----- Text block
R: Silhouette score

sil.score {bios2mds}

R Documentation

Silhouette score

Description

Computes silhouette scores for multiple runs of K-means clustering.

Usage

sil.score(mat, nb.clus = c(2:13), nb.run = 100, iter.max = 1000,
method = "euclidean")

Arguments

`mat`	a numeric matrix representing the coordinates of the elements.
`nb.clus`	a numeric vector indicating the range of the numbers of clusters. Default is c(2:13).
`nb.run`	a numeric value indicating the number of runs. Default is 100.
`iter.max`	a numeric value indicating the maximum number of iterations for K-means clustering. Default is 1000.
`method`	a string of characters to determine the distance measure. This should be one of "euclidean" , "maximum", "manhattan", "canberra" or "binary". Default is "euclidean".

Details

Silhouettes are a general graphical aid for interpretation and validation of cluster analysis. This technique is available through the silhouette function (cluster package). In order to calculate silhouettes, two types of data are needed:

the collection of all distances between objects. These distances are obtained from application of dist function on the coordinates of the elements in mat with argument method.
----------
Directive a. Arrange the rows as a Markdown table with columns named Number and Line, beginning at the line that contains "Wildlife camera-trap request: tag the ceiling" and stopping after the line that contains "point(182, 44)". Leave out blank lines.
----- Data for the task
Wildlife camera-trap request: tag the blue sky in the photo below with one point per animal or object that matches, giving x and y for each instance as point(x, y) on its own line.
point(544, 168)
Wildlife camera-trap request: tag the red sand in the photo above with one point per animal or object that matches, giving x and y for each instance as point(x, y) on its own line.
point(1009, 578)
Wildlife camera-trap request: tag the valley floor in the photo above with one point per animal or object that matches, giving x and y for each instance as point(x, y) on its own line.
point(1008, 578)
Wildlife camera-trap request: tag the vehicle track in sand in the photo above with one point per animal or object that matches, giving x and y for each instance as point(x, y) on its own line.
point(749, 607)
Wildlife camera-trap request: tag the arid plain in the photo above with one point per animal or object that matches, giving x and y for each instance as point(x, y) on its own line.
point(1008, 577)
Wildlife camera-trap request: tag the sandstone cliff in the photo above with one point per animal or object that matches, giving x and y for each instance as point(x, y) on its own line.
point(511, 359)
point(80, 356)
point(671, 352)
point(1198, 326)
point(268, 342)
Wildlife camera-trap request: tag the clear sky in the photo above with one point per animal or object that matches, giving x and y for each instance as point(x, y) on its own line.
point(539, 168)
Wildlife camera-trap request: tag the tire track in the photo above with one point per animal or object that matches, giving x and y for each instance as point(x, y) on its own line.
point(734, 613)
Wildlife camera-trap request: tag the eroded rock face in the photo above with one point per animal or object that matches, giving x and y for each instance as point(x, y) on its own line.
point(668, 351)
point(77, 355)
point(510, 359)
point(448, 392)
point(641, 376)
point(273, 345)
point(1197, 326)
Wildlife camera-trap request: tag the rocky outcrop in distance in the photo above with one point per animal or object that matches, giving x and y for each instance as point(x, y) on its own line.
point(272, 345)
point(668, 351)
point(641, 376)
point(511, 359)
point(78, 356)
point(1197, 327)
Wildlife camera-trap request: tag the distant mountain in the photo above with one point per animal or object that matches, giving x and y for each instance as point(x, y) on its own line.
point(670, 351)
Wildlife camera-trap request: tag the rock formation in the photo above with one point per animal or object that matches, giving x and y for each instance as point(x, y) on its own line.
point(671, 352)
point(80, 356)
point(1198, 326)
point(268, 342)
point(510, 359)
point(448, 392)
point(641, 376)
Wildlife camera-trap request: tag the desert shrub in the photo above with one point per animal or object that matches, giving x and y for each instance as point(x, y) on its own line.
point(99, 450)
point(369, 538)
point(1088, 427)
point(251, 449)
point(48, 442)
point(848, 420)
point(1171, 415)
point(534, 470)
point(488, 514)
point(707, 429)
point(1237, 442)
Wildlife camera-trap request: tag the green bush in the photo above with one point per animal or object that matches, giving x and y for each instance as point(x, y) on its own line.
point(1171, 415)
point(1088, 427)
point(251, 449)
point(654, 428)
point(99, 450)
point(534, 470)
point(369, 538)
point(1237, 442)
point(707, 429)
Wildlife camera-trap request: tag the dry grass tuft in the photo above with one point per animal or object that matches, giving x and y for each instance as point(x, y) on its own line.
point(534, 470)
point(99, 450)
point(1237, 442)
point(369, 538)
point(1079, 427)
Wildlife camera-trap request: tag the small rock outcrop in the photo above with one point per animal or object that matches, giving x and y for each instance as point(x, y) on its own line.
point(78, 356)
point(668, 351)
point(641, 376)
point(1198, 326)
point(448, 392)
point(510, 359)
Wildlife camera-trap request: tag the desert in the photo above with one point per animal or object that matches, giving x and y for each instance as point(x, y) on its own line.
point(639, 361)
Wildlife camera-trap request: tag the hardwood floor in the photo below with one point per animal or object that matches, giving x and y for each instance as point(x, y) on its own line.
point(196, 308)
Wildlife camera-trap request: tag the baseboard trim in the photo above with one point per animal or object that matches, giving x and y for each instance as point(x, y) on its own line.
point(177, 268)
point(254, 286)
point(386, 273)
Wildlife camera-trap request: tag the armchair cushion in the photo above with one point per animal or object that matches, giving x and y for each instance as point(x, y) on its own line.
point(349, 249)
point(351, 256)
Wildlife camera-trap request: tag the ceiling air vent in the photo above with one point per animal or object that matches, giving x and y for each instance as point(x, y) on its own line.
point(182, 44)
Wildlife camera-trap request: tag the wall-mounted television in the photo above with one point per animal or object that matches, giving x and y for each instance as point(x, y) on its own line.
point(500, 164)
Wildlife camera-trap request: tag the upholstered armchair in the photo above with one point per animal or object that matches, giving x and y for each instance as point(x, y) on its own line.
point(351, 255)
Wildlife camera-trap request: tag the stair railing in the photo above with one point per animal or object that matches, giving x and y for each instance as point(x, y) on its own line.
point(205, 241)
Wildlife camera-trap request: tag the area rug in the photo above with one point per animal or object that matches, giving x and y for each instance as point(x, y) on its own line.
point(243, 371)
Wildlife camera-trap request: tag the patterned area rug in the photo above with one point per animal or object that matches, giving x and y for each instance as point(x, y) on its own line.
----------
Directive b. Copy the silhouette score page again, starting at the words "Description" and stopping after "Default is 100.", with "numeric" swapped for "real-valued" throughout.

Task solution a.
| Number | Line |
|---|---|
| 1 | Wildlife camera-trap request: tag the ceiling air vent in the photo above with one point per animal or object that matches, giving x and y for each instance as point(x, y) on its own line. |
| 2 | point(182, 44) |

Task solution b.
Description

Computes silhouette scores for multiple runs of K-means clustering.

Usage

sil.score(mat, nb.clus = c(2:13), nb.run = 100, iter.max = 1000,
method = "euclidean")

Arguments

`mat`	a real-valued matrix representing the coordinates of the elements.
`nb.clus`	a real-valued vector indicating the range of the numbers of clusters. Default is c(2:13).
`nb.run`	a real-valued value indicating the number of runs. Default is 100.